**Data section:**
::::

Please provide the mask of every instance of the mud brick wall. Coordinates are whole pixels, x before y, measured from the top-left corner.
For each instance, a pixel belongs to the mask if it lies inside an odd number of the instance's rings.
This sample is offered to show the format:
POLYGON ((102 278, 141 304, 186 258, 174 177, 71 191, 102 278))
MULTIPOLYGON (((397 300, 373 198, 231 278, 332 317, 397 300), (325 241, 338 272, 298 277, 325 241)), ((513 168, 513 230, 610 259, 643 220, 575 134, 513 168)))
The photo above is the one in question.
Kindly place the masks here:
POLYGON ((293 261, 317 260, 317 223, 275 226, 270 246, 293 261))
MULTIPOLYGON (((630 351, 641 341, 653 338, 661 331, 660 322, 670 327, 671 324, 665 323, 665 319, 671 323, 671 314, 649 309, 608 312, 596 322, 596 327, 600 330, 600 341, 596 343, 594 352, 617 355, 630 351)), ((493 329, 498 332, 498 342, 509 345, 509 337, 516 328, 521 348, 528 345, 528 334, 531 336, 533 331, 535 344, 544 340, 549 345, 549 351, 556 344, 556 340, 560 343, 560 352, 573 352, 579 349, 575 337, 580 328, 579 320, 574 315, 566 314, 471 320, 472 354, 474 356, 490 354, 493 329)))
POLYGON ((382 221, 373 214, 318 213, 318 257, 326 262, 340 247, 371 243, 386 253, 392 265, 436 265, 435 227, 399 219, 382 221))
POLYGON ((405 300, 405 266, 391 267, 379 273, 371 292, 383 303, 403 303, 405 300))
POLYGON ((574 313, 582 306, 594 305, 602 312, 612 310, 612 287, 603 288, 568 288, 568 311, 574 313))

::::

**Short problem:** Set down each of the lines above once more, word for word and in the same order, without altering anything.

**Finished answer:**
Please provide the mask of every instance of the mud brick wall. Coordinates are whole pixels, x before y, measured from the top-left corner.
For each instance, a pixel belongs to the mask if it lies inside an odd number of the instance's rings.
This sample is offered to show the format:
POLYGON ((102 278, 141 304, 186 258, 174 177, 71 191, 102 278))
MULTIPOLYGON (((397 300, 373 198, 231 278, 332 317, 397 300), (325 241, 338 272, 298 277, 325 241)), ((513 168, 513 230, 610 259, 643 220, 575 134, 513 168)))
The photo above is the one in question.
Kindly place the masks here:
POLYGON ((293 261, 317 260, 317 223, 275 226, 270 246, 293 261))
MULTIPOLYGON (((630 351, 641 341, 653 338, 661 331, 660 322, 670 327, 671 324, 665 323, 665 319, 671 323, 671 314, 649 309, 608 312, 596 322, 596 327, 600 330, 600 341, 596 343, 594 352, 617 355, 630 351)), ((493 329, 498 332, 498 342, 509 345, 509 337, 516 328, 521 348, 528 345, 528 334, 531 336, 533 331, 535 344, 544 340, 549 345, 549 351, 556 344, 556 340, 560 343, 560 352, 573 352, 579 349, 575 337, 580 328, 579 320, 574 315, 566 314, 471 320, 472 354, 474 356, 490 354, 493 329)))
POLYGON ((382 221, 373 214, 318 213, 318 257, 326 262, 340 247, 371 243, 386 253, 392 265, 436 265, 435 227, 399 219, 382 221))
POLYGON ((405 300, 405 266, 391 267, 379 273, 371 292, 383 303, 403 303, 405 300))
POLYGON ((574 313, 582 306, 594 305, 602 312, 612 310, 612 287, 603 288, 568 288, 568 311, 574 313))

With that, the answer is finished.